● TASK TO CARRY OUT
Which lines of the listing hold the string "page"? Show each of them.

● INPUT RECORDS
▶

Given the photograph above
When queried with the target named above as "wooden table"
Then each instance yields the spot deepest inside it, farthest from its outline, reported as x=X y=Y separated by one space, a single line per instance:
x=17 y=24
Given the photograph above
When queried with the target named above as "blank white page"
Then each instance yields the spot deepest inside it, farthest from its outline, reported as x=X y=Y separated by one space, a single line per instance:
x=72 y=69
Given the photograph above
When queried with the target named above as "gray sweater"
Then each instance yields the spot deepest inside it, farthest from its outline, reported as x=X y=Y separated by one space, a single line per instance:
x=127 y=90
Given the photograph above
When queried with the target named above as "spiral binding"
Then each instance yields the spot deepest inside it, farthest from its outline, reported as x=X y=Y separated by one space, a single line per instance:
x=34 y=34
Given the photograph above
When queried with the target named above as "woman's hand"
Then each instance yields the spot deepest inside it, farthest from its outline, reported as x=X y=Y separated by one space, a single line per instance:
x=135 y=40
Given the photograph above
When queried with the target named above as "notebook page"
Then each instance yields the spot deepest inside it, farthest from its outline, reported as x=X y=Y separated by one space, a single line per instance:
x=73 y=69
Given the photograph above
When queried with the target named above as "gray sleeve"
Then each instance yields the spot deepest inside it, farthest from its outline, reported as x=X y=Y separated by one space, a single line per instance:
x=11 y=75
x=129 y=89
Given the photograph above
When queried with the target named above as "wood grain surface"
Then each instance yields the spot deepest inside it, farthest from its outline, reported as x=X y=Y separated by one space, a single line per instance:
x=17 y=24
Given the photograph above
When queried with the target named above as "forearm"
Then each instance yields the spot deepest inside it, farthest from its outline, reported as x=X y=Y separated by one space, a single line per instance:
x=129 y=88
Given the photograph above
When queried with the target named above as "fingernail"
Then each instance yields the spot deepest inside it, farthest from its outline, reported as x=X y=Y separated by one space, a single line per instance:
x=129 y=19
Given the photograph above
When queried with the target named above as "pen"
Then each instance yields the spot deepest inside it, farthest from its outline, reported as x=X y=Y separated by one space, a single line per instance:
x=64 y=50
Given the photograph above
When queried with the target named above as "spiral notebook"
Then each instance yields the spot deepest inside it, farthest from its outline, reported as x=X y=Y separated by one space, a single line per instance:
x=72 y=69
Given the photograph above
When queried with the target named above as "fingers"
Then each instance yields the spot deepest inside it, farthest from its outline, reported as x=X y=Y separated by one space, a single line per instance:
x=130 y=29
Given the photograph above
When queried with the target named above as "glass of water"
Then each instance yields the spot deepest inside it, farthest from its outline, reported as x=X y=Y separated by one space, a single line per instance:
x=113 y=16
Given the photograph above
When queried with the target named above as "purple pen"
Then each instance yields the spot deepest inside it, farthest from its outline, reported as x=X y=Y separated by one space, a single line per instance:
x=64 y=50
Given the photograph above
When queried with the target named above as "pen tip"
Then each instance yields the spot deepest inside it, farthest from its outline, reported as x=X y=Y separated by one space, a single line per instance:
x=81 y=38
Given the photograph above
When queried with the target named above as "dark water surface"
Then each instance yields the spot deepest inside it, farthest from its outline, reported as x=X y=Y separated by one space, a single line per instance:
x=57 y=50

◀

● RESULT OF THIS TASK
When queried with the target named above as "blank white page"
When queried with the target named above as "notebook page"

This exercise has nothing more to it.